• ЗАДАЧА:
Извлеките из приведенного ниже отрывка точную копию фрагмента, который начинается словами «У меня все было» и заканчивается словами «отношению ко мне.».

• ПРЕДОСТАВЛЕННЫЙ ОТРЫВОК:

···

У меня все было иначе. «Я не могу сегодня, у меня завтра занятия» – такой была моя отговорка, чтобы вернуться домой и остаться наедине с собой, интровертом. Это был мой путь. И я видела, что он ведет только в одном направлении – вверх. Я уже все представила и каждый день повторяла мою фантазию словно мантру. Я даже проиллюстрировала мои цели на доске настроения: я буду жить на Манхэттене, выйду замуж за моего возлюбленного, у нас будут дети и собака. У меня будет потрясающая карьера психолога с частной практикой. Свободное время я посвящала планированию моей свадьбы. Моей свадьбы, не нашей. Вот так я застряла в видении того, как должна складываться моя жизнь. У моего возлюбленного была роль – жених на свадебном торте на странице в Pinterest. Знала ли я его как следует? Во всяком случае, мне в голову не могло прийти, что мой партнер совершит преступление по отношению ко мне.

···

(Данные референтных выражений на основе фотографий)
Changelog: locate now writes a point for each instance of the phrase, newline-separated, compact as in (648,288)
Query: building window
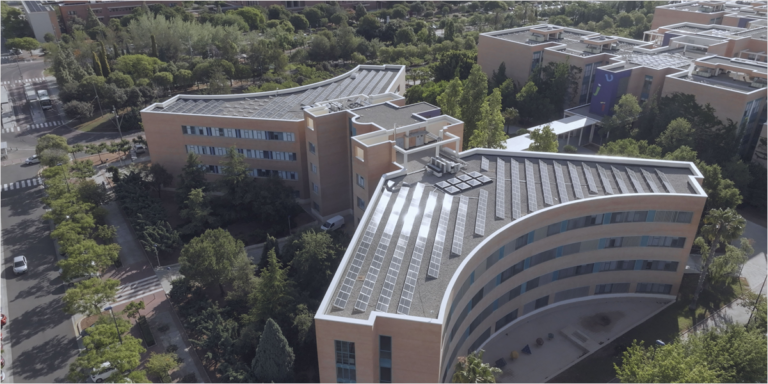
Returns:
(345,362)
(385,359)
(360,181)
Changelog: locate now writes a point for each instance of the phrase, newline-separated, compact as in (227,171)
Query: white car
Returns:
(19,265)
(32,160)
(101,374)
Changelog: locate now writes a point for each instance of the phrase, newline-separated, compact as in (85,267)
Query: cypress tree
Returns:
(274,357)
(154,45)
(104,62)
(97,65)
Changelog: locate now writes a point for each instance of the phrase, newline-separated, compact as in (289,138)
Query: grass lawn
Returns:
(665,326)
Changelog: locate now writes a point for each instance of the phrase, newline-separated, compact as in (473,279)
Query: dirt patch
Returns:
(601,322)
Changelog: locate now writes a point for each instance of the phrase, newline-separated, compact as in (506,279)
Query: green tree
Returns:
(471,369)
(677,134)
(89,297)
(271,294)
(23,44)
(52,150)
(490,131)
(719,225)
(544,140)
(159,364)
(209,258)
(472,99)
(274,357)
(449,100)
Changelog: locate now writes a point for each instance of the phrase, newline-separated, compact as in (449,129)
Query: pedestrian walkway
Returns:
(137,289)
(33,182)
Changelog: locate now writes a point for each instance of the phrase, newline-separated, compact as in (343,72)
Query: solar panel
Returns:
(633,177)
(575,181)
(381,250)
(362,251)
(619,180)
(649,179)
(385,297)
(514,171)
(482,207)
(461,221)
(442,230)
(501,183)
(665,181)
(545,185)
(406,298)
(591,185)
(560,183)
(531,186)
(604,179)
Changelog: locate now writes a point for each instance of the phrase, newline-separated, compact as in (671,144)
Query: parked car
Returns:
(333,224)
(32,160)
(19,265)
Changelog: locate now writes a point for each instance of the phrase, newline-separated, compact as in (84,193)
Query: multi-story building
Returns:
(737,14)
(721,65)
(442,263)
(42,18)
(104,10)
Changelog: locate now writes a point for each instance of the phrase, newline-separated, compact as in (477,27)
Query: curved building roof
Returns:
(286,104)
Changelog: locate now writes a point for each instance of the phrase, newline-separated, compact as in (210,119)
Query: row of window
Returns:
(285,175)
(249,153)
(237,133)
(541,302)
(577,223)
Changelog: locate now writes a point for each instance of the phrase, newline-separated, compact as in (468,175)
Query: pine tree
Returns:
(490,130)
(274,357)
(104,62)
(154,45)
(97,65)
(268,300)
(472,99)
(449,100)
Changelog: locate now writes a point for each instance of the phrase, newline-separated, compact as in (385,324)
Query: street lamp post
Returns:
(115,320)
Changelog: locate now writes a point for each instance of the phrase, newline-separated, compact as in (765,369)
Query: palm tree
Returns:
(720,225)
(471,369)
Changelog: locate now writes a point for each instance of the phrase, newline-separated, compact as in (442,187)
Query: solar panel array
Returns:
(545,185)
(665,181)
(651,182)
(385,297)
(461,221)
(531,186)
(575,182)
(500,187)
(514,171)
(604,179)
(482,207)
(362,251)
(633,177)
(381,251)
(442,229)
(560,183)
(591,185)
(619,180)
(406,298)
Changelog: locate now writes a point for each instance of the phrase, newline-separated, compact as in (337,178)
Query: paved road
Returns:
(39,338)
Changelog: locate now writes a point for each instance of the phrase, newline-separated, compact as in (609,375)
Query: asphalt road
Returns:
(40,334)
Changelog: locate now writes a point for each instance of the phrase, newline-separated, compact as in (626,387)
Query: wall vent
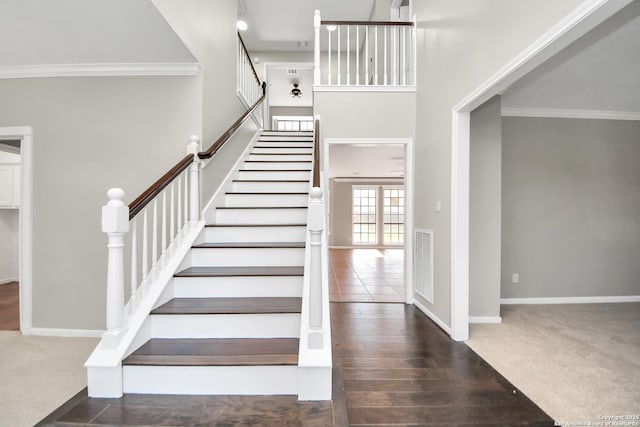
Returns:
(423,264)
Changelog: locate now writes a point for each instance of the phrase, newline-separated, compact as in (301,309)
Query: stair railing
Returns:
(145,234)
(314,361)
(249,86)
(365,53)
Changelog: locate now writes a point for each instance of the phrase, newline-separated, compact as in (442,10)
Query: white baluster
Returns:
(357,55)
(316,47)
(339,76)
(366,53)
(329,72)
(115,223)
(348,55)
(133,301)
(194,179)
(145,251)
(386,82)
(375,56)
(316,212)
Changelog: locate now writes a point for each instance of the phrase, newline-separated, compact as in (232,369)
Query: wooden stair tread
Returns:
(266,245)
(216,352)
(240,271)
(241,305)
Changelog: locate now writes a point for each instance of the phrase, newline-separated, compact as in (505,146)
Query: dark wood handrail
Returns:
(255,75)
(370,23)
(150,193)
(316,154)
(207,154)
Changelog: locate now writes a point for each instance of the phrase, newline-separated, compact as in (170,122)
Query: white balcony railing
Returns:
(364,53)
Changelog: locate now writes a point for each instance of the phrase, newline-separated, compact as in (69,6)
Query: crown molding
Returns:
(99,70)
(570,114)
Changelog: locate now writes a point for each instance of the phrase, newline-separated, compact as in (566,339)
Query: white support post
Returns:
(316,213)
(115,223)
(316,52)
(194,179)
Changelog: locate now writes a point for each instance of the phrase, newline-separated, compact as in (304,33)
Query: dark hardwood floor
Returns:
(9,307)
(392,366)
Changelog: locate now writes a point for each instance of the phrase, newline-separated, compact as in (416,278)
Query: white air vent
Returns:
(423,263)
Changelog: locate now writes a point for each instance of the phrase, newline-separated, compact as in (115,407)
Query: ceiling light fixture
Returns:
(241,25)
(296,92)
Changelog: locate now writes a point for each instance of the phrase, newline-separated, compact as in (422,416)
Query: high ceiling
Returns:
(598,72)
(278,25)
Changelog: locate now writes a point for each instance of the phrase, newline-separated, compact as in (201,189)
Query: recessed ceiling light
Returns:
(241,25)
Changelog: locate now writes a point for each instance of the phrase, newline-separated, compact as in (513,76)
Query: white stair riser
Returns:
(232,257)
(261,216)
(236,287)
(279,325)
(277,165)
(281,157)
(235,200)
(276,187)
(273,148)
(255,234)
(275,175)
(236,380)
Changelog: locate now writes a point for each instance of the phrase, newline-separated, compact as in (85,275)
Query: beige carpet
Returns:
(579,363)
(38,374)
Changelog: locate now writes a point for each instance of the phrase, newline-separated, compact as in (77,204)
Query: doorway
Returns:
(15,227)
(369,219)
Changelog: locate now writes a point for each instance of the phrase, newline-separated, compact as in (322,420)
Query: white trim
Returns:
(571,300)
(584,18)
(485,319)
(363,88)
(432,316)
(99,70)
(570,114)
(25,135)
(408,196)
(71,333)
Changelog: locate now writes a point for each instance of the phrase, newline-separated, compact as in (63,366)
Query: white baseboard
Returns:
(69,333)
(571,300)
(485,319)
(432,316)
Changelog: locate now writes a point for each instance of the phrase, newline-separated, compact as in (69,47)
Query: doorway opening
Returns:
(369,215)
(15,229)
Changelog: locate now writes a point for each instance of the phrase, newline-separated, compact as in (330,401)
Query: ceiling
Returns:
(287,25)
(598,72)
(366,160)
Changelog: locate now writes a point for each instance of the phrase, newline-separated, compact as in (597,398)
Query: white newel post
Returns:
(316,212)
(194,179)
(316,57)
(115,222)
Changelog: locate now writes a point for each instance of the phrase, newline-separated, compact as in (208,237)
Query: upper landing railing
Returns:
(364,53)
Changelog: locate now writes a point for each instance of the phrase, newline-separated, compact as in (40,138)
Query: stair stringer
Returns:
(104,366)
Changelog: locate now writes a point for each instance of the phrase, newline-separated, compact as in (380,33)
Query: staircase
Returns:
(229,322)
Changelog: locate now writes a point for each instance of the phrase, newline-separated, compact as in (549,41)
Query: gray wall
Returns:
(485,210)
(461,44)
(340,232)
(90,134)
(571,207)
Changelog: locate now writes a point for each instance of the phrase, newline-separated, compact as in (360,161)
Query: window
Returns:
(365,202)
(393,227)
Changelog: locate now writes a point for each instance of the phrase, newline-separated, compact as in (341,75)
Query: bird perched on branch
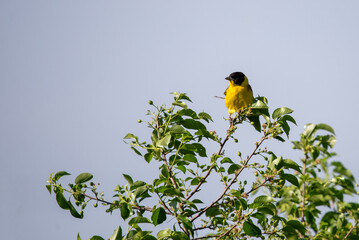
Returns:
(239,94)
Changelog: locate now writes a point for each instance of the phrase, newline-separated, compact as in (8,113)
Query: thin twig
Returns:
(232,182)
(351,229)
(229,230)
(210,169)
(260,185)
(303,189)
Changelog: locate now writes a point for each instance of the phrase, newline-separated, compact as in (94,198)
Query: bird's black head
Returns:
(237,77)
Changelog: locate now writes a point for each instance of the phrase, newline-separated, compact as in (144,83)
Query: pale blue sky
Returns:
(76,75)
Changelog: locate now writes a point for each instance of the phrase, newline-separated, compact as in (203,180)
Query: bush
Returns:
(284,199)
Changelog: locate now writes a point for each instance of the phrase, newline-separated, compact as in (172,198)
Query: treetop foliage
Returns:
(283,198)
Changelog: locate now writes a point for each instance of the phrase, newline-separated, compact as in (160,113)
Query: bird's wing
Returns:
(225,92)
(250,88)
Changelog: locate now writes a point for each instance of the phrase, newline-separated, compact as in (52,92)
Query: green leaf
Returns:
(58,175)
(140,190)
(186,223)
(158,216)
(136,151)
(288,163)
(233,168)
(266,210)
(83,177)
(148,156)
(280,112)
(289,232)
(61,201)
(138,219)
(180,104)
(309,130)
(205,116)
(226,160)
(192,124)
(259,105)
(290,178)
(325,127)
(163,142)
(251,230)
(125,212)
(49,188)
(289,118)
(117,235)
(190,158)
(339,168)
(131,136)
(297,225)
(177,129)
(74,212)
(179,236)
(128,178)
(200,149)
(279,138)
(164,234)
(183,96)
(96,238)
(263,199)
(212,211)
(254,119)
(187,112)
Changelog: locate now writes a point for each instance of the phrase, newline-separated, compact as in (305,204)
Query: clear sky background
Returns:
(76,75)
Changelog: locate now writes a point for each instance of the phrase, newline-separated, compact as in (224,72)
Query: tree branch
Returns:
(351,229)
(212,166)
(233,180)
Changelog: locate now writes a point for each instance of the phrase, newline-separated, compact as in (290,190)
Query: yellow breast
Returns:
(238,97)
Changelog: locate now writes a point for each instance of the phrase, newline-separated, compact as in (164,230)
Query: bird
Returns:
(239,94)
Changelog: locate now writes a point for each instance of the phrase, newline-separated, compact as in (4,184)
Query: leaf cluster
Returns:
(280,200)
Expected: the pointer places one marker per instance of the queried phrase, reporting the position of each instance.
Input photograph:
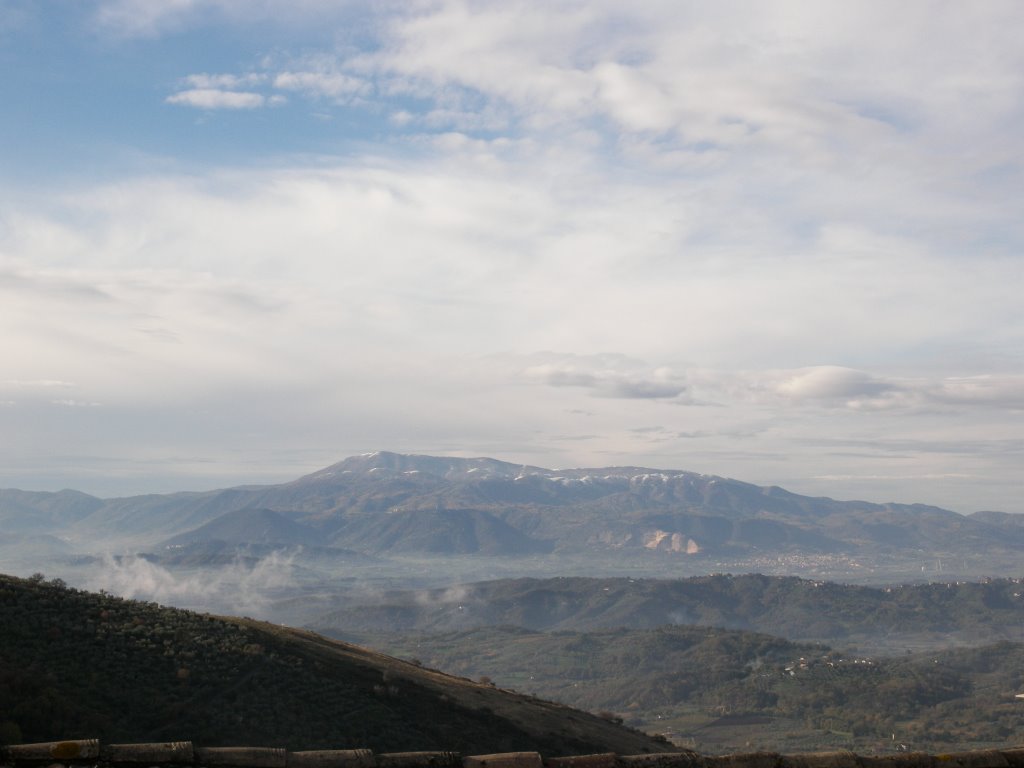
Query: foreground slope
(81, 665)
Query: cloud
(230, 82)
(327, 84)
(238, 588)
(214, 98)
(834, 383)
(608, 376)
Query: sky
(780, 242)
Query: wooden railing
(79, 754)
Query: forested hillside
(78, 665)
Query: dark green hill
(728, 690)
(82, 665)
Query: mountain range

···

• РЕШЕНИЕ ЗАДАЧИ:
У меня все было иначе. «Я не могу сегодня, у меня завтра занятия» – такой была моя отговорка, чтобы вернуться домой и остаться наедине с собой, интровертом. Это был мой путь. И я видела, что он ведет только в одном направлении – вверх. Я уже все представила и каждый день повторяла мою фантазию словно мантру. Я даже проиллюстрировала мои цели на доске настроения: я буду жить на Манхэттене, выйду замуж за моего возлюбленного, у нас будут дети и собака. У меня будет потрясающая карьера психолога с частной практикой. Свободное время я посвящала планированию моей свадьбы. Моей свадьбы, не нашей. Вот так я застряла в видении того, как должна складываться моя жизнь. У моего возлюбленного была роль – жених на свадебном торте на странице в Pinterest. Знала ли я его как следует? Во всяком случае, мне в голову не могло прийти, что мой партнер совершит преступление по отношению ко мне.